_Provided material_:
○ ○ ○ ○ ○

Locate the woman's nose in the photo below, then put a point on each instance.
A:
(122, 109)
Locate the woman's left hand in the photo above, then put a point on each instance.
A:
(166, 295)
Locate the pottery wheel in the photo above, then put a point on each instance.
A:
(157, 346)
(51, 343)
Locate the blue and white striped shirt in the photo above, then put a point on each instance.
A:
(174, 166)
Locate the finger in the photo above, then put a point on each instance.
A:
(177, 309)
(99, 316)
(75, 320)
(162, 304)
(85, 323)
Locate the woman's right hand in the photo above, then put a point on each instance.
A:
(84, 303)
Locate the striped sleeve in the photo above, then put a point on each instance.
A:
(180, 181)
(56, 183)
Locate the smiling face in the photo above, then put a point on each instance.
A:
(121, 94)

○ ○ ○ ○ ○

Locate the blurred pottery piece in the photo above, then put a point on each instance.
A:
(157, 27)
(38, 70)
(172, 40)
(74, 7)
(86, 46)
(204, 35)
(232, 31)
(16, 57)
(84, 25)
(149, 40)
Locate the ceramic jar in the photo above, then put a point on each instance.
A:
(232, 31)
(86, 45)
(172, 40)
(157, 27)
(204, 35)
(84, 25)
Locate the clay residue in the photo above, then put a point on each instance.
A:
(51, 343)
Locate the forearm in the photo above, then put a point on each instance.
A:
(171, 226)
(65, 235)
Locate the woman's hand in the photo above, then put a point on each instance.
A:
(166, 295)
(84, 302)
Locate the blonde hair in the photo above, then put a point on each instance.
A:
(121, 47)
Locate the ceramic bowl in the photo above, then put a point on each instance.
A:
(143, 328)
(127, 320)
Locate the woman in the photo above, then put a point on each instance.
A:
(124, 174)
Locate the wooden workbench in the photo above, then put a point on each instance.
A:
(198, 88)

○ ○ ○ ○ ○

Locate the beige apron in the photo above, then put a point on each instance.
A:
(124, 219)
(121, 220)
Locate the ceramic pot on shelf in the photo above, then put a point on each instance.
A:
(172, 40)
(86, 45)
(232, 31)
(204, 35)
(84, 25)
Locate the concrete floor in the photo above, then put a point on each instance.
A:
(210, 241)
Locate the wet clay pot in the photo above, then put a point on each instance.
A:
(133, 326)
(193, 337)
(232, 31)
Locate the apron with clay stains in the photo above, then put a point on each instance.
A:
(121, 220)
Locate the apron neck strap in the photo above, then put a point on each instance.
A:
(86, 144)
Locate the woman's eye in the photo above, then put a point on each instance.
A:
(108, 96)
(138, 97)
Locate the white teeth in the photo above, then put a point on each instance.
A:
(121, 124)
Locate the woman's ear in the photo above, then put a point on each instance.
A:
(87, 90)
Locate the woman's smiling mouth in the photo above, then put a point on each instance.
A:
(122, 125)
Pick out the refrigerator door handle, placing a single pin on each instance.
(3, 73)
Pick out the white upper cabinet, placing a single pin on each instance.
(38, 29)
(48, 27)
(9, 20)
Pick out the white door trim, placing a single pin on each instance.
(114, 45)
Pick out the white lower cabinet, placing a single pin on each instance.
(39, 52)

○ ○ ○ ○ ○

_What you will do_: Scan the data above for the string "ceramic". Copy every line in which it appears.

_Answer section_:
Locate the ceramic jar in the photo above, then put a point on each instance.
Locate the ceramic bowl in the photo above, then put a point on each instance.
Locate the ceramic pot on shelf in the photo above, then put a point on each instance.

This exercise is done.